What needs to be done:
Report how many lines of the entries below contain the string "dirt", matching case exactly. Give only the number.

Data items
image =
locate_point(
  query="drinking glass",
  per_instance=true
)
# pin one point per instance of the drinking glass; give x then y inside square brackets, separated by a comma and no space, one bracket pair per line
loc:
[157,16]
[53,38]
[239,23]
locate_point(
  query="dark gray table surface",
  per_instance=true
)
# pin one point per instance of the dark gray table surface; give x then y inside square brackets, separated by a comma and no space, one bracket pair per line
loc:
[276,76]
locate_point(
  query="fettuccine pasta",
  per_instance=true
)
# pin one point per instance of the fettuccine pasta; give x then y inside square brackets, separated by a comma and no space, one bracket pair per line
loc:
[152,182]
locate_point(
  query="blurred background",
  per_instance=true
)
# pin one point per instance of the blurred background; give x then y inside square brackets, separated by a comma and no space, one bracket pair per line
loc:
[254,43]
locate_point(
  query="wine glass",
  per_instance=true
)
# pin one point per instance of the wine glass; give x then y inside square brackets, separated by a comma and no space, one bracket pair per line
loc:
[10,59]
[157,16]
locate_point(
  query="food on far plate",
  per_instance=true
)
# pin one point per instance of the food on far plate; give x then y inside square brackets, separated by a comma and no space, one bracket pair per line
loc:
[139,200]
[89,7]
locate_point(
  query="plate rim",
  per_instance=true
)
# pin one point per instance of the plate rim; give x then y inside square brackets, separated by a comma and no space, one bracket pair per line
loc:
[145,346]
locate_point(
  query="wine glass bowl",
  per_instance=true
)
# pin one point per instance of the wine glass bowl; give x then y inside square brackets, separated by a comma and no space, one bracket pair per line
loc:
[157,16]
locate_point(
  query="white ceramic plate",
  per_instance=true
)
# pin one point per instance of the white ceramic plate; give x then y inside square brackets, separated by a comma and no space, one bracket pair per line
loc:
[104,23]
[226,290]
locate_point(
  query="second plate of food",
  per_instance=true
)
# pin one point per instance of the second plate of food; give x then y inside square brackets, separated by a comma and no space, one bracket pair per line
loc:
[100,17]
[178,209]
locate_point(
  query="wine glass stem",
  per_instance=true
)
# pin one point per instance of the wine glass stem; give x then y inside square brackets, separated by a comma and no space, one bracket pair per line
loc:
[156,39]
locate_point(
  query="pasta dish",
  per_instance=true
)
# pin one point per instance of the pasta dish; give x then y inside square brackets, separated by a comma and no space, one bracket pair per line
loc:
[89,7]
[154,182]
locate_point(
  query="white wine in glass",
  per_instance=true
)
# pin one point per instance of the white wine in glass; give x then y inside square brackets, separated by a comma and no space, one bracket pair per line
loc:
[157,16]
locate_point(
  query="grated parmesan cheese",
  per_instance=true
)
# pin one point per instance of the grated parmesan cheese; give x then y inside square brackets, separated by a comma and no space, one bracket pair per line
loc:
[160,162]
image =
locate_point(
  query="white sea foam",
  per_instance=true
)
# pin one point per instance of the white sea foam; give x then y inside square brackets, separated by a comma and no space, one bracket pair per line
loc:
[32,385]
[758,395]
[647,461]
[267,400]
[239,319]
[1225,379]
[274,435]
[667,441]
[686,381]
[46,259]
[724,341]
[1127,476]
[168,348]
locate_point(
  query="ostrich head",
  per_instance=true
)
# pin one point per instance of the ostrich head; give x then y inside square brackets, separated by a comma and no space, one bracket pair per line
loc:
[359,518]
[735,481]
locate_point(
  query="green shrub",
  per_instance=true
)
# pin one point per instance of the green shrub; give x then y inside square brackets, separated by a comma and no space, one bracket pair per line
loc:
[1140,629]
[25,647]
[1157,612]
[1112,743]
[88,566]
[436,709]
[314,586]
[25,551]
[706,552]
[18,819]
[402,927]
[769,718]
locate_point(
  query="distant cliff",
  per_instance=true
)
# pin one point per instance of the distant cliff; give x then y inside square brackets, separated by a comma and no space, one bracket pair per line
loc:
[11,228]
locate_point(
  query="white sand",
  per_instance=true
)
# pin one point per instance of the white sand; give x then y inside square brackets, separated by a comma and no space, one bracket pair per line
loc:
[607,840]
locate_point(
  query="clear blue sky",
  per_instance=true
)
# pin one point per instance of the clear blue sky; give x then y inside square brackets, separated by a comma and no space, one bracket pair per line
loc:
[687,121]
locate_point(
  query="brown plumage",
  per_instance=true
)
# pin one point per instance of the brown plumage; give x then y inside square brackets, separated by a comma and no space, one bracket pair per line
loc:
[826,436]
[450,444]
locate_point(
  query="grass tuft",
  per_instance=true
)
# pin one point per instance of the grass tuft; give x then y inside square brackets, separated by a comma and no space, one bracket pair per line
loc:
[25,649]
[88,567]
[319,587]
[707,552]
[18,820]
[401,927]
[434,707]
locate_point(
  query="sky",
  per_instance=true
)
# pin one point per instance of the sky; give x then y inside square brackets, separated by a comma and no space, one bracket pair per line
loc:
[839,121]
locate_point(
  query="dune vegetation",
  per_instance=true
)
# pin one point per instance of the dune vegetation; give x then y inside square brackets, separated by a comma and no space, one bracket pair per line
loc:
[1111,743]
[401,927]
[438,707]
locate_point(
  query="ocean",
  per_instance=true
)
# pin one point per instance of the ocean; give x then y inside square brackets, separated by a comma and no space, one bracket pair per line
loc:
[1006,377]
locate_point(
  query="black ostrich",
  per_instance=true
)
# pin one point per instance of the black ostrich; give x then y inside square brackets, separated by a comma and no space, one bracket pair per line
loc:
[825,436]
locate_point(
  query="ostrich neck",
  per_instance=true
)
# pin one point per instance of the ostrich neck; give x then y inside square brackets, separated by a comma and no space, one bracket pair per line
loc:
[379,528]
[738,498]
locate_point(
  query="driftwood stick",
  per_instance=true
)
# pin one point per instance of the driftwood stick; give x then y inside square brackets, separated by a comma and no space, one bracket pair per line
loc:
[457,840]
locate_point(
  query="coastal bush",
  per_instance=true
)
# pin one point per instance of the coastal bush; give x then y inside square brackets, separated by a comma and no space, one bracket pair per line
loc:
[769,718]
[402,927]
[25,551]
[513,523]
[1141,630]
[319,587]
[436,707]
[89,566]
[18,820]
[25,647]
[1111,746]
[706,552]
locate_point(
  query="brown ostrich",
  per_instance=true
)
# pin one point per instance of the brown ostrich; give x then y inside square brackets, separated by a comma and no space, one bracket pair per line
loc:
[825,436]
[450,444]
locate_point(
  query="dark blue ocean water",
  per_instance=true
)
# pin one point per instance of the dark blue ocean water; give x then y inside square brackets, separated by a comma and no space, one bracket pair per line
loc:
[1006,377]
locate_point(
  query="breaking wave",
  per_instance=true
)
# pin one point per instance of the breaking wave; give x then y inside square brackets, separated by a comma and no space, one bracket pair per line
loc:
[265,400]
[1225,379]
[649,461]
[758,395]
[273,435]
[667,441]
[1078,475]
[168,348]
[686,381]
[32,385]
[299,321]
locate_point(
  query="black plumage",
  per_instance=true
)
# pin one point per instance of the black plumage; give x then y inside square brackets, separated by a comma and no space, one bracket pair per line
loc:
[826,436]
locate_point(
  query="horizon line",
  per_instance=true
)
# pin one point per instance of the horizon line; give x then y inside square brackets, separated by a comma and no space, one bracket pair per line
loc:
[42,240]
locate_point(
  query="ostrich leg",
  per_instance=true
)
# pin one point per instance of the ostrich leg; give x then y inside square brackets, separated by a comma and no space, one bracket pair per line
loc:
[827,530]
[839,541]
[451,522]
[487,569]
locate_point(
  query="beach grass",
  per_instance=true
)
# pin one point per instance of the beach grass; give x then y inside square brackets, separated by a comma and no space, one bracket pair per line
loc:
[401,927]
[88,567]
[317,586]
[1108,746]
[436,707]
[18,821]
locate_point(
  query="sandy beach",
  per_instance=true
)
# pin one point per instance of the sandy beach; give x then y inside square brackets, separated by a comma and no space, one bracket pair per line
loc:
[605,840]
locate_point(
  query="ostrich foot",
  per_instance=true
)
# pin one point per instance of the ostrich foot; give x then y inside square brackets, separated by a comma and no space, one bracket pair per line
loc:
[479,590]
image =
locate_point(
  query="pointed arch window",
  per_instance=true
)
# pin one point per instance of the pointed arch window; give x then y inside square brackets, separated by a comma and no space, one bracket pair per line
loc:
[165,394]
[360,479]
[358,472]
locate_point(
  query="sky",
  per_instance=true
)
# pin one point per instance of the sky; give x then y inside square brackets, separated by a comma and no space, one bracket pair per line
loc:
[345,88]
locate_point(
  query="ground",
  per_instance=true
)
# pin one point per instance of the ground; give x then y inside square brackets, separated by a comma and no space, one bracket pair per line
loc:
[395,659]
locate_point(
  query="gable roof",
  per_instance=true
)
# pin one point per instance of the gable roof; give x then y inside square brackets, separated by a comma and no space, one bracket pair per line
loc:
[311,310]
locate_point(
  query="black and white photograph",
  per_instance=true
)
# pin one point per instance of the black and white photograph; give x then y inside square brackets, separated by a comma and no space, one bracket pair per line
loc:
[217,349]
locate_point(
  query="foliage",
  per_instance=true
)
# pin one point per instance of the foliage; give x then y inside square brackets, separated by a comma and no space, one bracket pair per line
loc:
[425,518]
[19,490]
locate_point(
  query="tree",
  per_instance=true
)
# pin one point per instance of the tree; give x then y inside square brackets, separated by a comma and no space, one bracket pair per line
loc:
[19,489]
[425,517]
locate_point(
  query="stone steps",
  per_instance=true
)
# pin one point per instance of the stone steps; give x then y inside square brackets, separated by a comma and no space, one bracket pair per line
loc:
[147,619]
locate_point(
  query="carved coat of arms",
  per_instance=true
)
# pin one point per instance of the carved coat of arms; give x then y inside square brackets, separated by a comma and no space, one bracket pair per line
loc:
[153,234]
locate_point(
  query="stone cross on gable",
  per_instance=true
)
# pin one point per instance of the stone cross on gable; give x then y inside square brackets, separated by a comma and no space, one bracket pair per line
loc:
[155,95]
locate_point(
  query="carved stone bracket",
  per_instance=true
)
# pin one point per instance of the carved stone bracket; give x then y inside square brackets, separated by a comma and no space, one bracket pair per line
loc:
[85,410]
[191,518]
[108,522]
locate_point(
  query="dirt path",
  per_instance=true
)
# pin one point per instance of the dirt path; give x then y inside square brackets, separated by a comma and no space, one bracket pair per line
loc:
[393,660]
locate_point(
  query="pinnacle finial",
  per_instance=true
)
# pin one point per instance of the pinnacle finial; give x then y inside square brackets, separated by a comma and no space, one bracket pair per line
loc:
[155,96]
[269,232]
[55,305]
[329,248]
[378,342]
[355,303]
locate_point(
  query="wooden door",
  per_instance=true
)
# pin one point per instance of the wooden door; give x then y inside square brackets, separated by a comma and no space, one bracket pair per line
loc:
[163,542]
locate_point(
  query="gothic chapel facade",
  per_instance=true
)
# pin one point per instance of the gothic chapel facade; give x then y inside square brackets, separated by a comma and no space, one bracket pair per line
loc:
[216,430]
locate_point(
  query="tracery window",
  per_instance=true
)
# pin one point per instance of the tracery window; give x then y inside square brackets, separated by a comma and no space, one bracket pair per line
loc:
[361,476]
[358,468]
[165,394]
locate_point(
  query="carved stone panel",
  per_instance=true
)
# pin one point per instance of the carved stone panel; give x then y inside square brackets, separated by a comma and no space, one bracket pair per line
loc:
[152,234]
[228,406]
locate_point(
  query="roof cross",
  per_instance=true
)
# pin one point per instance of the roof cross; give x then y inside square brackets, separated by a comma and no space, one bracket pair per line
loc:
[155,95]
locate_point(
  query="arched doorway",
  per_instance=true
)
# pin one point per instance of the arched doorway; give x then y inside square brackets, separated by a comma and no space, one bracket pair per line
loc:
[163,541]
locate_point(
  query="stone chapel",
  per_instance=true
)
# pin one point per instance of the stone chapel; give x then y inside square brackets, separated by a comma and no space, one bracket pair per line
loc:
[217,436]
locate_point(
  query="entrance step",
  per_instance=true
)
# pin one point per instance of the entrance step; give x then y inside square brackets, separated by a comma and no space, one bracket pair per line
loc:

Result:
2